What is needed:
Omit the pictures and return every entry exactly as written.

··· Provided material ···

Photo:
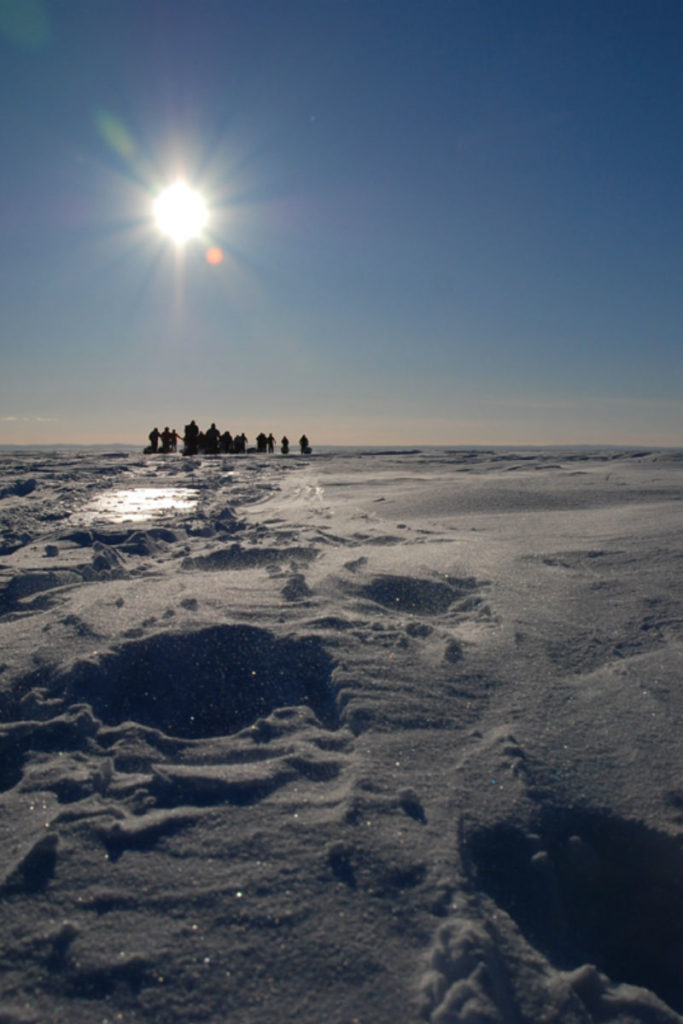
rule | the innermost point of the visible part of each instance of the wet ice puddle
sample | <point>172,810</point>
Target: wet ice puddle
<point>138,504</point>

···

Written reply:
Photo:
rule | the innermost point of the visible part of each instance of the wet ice puddle
sample | <point>172,810</point>
Target: wet ice puddle
<point>138,504</point>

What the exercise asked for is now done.